* _TASK OBJECTIVE_: Put every line of the material below into a Markdown table with two columns, Row and Line: number each row and place the line beside it. Leave out blank lines and the pictures.

* _INFORMATION SUPPLIED_:
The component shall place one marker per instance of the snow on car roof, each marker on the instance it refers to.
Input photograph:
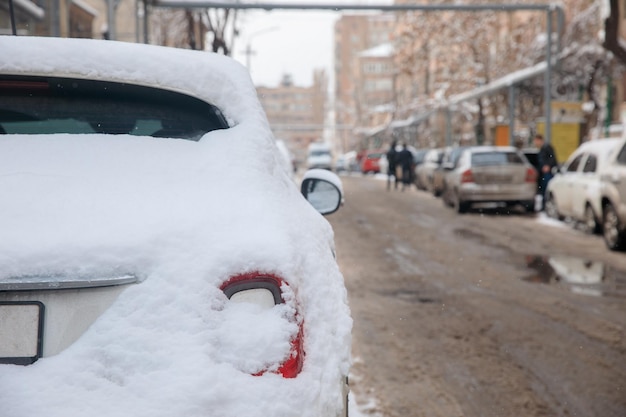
(214, 78)
(184, 216)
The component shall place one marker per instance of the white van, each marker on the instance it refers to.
(319, 155)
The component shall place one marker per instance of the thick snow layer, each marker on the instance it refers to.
(184, 216)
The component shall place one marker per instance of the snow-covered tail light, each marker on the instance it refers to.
(262, 330)
(467, 176)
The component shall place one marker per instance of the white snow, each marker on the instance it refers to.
(184, 216)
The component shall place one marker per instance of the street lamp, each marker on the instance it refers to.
(249, 52)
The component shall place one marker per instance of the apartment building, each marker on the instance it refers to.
(297, 114)
(71, 18)
(353, 35)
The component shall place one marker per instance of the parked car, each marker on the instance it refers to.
(613, 198)
(418, 159)
(575, 191)
(156, 259)
(424, 171)
(370, 161)
(448, 163)
(532, 154)
(489, 174)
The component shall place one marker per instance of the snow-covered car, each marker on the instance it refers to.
(574, 192)
(613, 198)
(156, 258)
(490, 175)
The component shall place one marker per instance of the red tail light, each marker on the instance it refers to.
(262, 289)
(531, 175)
(467, 176)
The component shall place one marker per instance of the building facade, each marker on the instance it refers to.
(353, 35)
(297, 114)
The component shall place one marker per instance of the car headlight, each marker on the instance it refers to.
(264, 330)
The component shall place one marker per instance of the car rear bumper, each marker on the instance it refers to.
(497, 193)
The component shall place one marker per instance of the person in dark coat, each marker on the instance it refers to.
(547, 161)
(392, 156)
(405, 160)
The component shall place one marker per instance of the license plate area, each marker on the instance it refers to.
(21, 332)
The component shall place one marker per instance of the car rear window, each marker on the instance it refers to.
(495, 158)
(61, 105)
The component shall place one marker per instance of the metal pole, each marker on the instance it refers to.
(448, 127)
(512, 115)
(146, 20)
(55, 16)
(12, 14)
(111, 19)
(547, 77)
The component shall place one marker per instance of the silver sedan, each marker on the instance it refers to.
(489, 174)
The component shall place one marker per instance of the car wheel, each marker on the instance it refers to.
(551, 209)
(529, 206)
(613, 231)
(589, 224)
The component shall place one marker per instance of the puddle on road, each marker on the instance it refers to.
(581, 276)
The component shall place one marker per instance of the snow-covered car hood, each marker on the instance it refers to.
(183, 216)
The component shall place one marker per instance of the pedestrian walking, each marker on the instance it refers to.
(405, 160)
(546, 161)
(392, 156)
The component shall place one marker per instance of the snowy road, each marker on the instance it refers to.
(486, 314)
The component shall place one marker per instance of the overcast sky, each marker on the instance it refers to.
(289, 42)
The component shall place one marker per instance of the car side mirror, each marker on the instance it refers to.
(323, 190)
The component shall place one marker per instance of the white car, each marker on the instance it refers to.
(575, 191)
(156, 259)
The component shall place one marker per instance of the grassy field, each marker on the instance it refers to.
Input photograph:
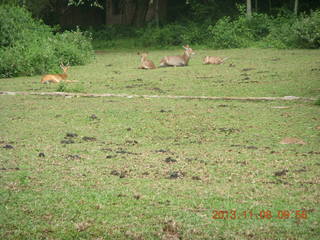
(119, 168)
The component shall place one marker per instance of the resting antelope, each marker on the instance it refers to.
(146, 63)
(213, 60)
(178, 60)
(56, 78)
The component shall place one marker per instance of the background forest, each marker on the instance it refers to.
(70, 26)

* _RESULT_:
| Row | Line |
|---|---|
| 1 | The component shall place one marker per instance of the snow on car roof, each marker on the instance it refers to. |
| 2 | Input photograph: |
| 3 | (214, 78) |
| 4 | (184, 216) |
| 5 | The component shall place one marker per instance of the white van, each marker on the instance it refers to. |
| 6 | (319, 155) |
| 7 | The component shall place one marker per instance of the thick snow layer, each marker on the instance it refers to. |
| 8 | (184, 216) |
| 9 | The component shall place one marker per instance of the snow-covered tail light, each marker on the instance it refers to. |
| 10 | (262, 330) |
| 11 | (467, 176) |
| 12 | The component shall place one marker per instance of the white snow, each marker on the instance it refers to. |
| 13 | (184, 216) |
| 14 | The component shall place one marker per instance of the street lamp, each marker on the instance it refers to. |
| 15 | (249, 52) |
| 16 | The component shall place one marker per instance of the apartment building, each marker on the instance it refers to. |
| 17 | (297, 114) |
| 18 | (71, 18) |
| 19 | (353, 35) |
| 20 | The component shall place one marker per instance of the parked car, each marker on the instance it refers to. |
| 21 | (613, 198) |
| 22 | (418, 159) |
| 23 | (575, 191) |
| 24 | (156, 259) |
| 25 | (424, 171) |
| 26 | (370, 161) |
| 27 | (448, 163) |
| 28 | (532, 154) |
| 29 | (489, 174) |
| 30 | The component shall place one marker per instance of the snow-covered car, each marker on the instance it refers to. |
| 31 | (574, 192) |
| 32 | (613, 198) |
| 33 | (156, 258) |
| 34 | (490, 175) |
| 35 | The component shall place one marker per instance of the red tail light, each marker on the instance it refers to. |
| 36 | (262, 289) |
| 37 | (531, 175) |
| 38 | (467, 176) |
| 39 | The component shall place one marker per instance of the building facade, each marker on the instance it refers to. |
| 40 | (353, 35) |
| 41 | (297, 114) |
| 42 | The component shall place one marker per instance of the car headlight, each marker on the instance it refers to. |
| 43 | (264, 330) |
| 44 | The component shall place one marker per instance of the car rear bumper, each marker on the instance it refers to. |
| 45 | (497, 193) |
| 46 | The component shall place one marker per instance of the person in dark coat, each marker on the instance it refers to. |
| 47 | (547, 161) |
| 48 | (392, 156) |
| 49 | (405, 160) |
| 50 | The component shall place one marker per instance of the license plate area, each marker on the instance it refers to. |
| 51 | (21, 332) |
| 52 | The component shall place one marker per instance of the car rear window, each marker on the instance it refers to. |
| 53 | (495, 158) |
| 54 | (61, 105) |
| 55 | The component shall place one marker per instance of the metal pole, each marker on the instance it refers to. |
| 56 | (448, 127) |
| 57 | (512, 115) |
| 58 | (146, 20) |
| 59 | (55, 16) |
| 60 | (12, 14) |
| 61 | (111, 19) |
| 62 | (547, 77) |
| 63 | The component shall place one marker per instance of the silver sedan, each marker on the instance it refers to. |
| 64 | (489, 174) |
| 65 | The component shall place one marker per instance of the car wheel, each marker on the instance it refers to. |
| 66 | (551, 209) |
| 67 | (529, 206) |
| 68 | (613, 231) |
| 69 | (589, 224) |
| 70 | The component shall place one marker per instance of the puddle on road, each marker on the instance it refers to. |
| 71 | (581, 276) |
| 72 | The component shall place one marker per instance of the snow-covered car hood, each marker on the instance it refers to. |
| 73 | (183, 216) |
| 74 | The component shall place one marker per instance of the pedestrian walking, each marker on the instance it refers to. |
| 75 | (405, 160) |
| 76 | (546, 161) |
| 77 | (392, 156) |
| 78 | The component shall place one marker per instance of the snowy road, each marker on the instance it refers to. |
| 79 | (486, 314) |
| 80 | The component shall place one marker per instance of the overcast sky, each marker on the instance it refers to. |
| 81 | (289, 42) |
| 82 | The component shall place one marker per instance of the car side mirror, each marker on the instance it refers to. |
| 83 | (323, 190) |
| 84 | The component shall place one marker per instance of the white car, each marker on the instance it refers to. |
| 85 | (575, 191) |
| 86 | (156, 259) |
| 87 | The component shall place one marker per instance of the grassy field, each marker on the instance it refers to. |
| 88 | Input photograph: |
| 89 | (119, 168) |
| 90 | The component shall place one marker per instance of the resting antelope, each marker on the instance it refers to. |
| 91 | (146, 63) |
| 92 | (213, 60) |
| 93 | (178, 60) |
| 94 | (56, 78) |
| 95 | The component shall place one marker per instance of the background forest, each marker on the instance it refers to. |
| 96 | (70, 26) |